(Labeled-object pointing entries)
┌──
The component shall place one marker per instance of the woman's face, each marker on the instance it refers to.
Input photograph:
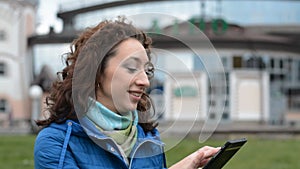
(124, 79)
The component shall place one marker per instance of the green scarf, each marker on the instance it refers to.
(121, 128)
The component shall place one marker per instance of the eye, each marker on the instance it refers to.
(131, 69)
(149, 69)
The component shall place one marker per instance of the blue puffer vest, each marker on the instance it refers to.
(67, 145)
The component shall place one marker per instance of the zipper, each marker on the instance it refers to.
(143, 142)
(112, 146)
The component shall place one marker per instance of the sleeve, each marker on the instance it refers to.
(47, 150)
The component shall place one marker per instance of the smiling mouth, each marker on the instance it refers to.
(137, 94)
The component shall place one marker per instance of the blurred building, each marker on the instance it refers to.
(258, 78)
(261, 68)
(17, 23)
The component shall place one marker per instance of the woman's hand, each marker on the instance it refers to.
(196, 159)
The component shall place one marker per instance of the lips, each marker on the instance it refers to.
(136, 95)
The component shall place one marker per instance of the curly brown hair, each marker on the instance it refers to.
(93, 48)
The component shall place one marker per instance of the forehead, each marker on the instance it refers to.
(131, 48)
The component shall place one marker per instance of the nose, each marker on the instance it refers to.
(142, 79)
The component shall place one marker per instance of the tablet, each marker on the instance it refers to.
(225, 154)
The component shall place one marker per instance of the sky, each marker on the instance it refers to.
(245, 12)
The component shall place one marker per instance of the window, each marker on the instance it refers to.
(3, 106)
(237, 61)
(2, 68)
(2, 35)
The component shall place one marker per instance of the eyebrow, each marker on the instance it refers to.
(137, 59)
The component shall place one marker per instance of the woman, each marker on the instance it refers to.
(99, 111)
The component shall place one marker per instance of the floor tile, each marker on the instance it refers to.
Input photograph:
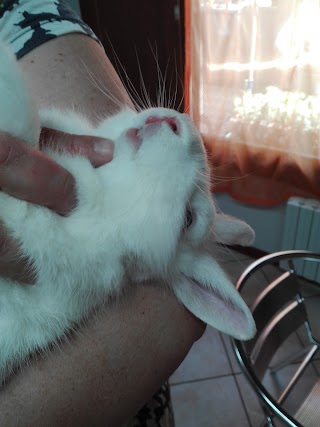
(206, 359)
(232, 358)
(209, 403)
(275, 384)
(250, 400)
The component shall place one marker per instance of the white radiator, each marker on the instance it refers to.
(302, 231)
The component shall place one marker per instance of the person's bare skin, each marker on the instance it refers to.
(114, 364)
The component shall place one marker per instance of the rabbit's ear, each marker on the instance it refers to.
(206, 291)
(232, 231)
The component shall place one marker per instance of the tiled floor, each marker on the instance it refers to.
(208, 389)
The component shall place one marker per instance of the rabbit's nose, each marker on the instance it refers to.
└──
* **Exercise task**
Retype exactly, and only, the lines from the one containing "the window, each" through the end of the material, leaving aside every picture.

* **Finished exercise**
The component shall place one marker per instance of the window, each marker on the instance it refers to.
(3, 106)
(237, 61)
(2, 68)
(2, 35)
The component shall place one marker per instance of the eyebrow, each marker on the instance it refers to.
(137, 59)
The component shall place one marker per instance of the woman, each marker on the instance it refers to.
(99, 111)
The component shall place one marker per instance of the floor tile, each marker on the instance it refers to.
Input photograph:
(206, 359)
(232, 358)
(209, 403)
(275, 384)
(250, 400)
The component shall place one marker per instance of the white radiator, each marker on the instance it refers to.
(302, 231)
The component shall place one marker per instance of the person's bare skin, each marker on the instance it refers to.
(114, 364)
The component shall place one marker per instance of the rabbit's ear, each marker on the instance it refers to.
(206, 291)
(232, 231)
The component shall place one marker per instance of the tiled floor, each marker on the instance it refers to.
(208, 389)
The component shall place one marker per instance of the rabbit's nose, each marker on the instance it refers to.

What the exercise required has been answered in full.